(Saved entries)
--- --- ---

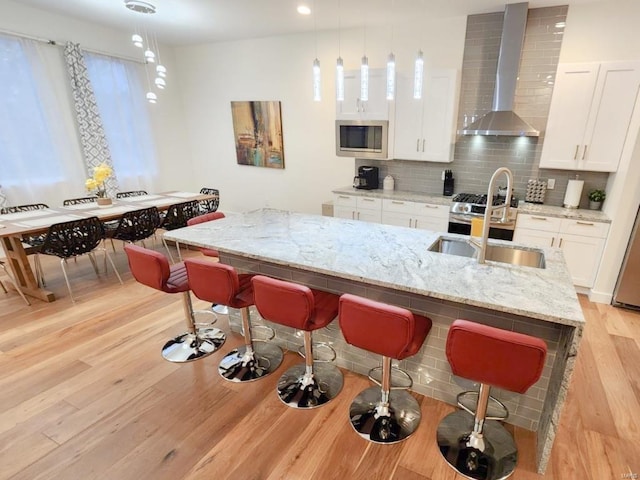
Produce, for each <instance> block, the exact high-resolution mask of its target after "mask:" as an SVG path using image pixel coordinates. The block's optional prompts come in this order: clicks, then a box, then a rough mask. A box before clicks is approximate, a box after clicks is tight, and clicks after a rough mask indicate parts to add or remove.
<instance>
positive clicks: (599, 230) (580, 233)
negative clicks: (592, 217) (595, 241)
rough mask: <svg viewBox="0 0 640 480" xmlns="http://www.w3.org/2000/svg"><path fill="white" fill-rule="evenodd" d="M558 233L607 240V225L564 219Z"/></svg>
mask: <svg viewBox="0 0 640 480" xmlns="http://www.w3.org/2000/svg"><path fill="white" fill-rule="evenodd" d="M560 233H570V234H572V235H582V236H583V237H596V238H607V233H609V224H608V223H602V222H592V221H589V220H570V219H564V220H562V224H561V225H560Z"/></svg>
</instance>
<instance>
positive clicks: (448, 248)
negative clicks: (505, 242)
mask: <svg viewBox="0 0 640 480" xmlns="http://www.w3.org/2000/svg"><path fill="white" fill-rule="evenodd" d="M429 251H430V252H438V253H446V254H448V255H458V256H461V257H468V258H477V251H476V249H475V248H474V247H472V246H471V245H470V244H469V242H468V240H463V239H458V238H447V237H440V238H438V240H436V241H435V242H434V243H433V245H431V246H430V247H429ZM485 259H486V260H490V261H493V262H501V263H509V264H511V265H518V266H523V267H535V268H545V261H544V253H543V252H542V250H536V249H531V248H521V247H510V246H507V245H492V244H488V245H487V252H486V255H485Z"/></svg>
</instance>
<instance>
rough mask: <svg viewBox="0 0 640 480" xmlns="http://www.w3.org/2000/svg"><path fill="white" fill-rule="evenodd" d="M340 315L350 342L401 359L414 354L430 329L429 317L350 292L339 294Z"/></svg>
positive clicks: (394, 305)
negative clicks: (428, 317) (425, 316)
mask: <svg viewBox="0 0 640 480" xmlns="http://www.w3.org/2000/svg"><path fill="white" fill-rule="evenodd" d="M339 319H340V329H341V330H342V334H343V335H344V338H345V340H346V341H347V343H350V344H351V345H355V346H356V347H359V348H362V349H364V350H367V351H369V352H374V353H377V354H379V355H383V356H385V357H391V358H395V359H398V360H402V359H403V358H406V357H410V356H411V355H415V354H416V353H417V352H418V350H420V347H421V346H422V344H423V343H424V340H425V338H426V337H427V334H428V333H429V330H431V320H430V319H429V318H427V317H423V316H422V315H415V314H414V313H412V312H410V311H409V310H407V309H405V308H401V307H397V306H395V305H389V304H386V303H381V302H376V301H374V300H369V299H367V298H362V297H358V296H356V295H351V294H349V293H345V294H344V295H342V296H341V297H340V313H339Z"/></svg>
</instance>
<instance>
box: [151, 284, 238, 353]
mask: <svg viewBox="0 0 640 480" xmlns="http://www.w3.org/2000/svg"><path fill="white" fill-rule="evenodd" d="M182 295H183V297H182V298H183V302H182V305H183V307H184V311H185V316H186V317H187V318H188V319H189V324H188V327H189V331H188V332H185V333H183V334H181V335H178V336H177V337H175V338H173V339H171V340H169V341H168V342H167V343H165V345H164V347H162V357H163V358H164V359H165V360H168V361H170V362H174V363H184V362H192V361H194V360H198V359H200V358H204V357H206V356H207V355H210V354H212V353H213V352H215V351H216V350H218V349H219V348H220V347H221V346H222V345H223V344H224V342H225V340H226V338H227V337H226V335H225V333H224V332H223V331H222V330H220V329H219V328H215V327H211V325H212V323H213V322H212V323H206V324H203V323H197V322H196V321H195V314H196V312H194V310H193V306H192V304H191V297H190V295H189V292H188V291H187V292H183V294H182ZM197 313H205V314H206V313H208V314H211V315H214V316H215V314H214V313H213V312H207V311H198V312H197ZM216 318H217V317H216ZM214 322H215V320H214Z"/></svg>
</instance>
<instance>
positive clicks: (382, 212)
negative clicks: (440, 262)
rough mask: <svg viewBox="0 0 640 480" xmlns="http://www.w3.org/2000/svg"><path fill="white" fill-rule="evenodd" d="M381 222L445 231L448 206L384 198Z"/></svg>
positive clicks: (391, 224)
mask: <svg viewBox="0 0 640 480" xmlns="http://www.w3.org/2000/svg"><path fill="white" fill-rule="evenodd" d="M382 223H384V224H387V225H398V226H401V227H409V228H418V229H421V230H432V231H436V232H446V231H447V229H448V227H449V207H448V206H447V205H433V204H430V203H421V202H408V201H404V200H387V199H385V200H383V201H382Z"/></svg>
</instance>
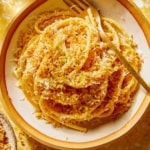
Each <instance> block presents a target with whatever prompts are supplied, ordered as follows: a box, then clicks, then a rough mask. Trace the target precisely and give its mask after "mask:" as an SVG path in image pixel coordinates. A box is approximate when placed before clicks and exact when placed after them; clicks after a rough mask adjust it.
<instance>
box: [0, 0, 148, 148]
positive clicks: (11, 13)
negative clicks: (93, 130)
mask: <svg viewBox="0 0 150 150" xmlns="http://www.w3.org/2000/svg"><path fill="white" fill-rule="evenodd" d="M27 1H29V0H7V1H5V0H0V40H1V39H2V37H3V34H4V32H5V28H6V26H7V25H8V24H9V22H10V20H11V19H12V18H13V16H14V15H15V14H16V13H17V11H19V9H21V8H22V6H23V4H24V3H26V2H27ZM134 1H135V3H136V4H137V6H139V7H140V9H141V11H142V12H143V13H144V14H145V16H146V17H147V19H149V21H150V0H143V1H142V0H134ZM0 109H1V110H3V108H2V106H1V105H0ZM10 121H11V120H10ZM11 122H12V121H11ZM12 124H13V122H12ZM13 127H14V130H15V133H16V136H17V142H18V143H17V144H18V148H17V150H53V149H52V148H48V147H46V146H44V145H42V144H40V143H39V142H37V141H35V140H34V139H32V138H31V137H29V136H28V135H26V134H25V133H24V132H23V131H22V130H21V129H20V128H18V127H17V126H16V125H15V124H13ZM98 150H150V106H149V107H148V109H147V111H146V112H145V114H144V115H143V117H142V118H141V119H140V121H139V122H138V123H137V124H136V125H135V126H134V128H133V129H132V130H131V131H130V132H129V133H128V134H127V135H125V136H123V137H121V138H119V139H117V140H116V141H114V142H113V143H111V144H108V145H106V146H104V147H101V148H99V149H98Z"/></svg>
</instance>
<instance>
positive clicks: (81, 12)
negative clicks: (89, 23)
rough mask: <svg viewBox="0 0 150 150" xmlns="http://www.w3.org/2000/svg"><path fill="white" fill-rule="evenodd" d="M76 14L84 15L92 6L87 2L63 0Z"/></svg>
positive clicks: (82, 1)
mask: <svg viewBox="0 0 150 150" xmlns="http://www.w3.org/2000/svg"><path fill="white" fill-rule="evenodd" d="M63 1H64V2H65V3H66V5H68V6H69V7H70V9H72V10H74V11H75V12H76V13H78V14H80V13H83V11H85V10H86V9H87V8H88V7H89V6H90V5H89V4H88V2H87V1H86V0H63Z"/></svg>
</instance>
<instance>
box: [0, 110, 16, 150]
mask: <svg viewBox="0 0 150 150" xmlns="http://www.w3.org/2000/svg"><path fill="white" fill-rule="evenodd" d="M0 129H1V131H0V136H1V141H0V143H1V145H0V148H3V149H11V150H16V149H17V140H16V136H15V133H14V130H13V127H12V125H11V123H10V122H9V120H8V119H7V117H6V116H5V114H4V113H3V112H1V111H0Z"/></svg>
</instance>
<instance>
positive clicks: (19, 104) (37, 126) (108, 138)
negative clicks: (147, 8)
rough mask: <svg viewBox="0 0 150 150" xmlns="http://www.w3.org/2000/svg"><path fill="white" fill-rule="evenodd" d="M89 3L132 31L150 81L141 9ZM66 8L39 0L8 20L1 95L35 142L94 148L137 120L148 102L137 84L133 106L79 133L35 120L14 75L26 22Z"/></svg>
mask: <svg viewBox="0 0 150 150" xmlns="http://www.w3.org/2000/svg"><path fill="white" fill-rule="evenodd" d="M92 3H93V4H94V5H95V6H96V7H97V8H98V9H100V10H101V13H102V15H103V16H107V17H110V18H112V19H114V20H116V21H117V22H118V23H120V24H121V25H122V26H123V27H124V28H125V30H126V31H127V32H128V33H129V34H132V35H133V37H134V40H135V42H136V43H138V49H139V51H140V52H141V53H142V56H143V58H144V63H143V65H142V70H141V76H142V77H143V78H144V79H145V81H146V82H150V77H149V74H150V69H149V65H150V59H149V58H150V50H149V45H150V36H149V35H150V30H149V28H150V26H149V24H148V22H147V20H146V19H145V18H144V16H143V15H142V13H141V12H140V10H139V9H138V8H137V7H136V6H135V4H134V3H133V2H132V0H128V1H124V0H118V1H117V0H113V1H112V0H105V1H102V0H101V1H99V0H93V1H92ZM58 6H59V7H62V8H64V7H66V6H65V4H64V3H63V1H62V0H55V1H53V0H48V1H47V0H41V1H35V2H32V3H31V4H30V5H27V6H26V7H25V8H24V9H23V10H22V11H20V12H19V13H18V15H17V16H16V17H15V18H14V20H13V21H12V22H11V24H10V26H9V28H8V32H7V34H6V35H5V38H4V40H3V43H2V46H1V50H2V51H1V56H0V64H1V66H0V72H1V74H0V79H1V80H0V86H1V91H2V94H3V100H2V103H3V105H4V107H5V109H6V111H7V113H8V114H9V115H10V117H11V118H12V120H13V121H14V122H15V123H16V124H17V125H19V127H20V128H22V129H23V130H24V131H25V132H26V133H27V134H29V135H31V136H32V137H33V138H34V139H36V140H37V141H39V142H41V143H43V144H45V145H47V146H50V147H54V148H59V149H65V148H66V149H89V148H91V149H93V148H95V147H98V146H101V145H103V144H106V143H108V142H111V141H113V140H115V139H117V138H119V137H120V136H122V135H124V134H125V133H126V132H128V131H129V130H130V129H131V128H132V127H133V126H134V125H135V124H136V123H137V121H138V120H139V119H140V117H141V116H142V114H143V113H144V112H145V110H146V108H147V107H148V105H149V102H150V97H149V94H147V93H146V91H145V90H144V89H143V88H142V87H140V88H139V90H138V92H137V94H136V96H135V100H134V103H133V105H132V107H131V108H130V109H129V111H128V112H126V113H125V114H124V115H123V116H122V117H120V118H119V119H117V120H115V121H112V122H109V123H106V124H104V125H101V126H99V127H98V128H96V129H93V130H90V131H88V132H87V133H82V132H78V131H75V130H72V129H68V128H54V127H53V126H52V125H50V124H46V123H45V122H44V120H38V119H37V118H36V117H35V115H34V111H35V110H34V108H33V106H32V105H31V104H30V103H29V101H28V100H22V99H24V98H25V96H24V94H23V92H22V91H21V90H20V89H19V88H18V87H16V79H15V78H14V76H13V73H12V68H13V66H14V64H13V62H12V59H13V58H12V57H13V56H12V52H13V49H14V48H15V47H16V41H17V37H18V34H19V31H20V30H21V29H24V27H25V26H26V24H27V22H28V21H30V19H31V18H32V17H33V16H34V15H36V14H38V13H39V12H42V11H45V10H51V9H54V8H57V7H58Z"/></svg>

--- --- ---

EXERCISE: All lines from the start of the entries above through the line containing "positive clicks: (448, 248)" must be transcribed exactly, both ends included, and no picture may be copied.

RESPONSE TO THIS EXERCISE:
Produce, for each <instance> block, the exact high-resolution mask of its target after "mask:" as an SVG path using image pixel coordinates. The block's optional prompts come in this order: clicks, then a box, then a rough mask. A box before clicks is approximate, a box after clicks is tight, and clicks after a rough mask indicate parts to add or remove.
<instance>
positive clicks: (599, 230) (580, 233)
negative clicks: (592, 217) (595, 241)
rough mask: <svg viewBox="0 0 640 480" xmlns="http://www.w3.org/2000/svg"><path fill="white" fill-rule="evenodd" d="M558 233L607 240V225L564 219Z"/></svg>
mask: <svg viewBox="0 0 640 480" xmlns="http://www.w3.org/2000/svg"><path fill="white" fill-rule="evenodd" d="M560 233H570V234H572V235H582V236H583V237H596V238H607V233H609V224H608V223H602V222H592V221H589V220H570V219H564V220H562V224H561V225H560Z"/></svg>
</instance>
<instance>
positive clicks: (448, 248)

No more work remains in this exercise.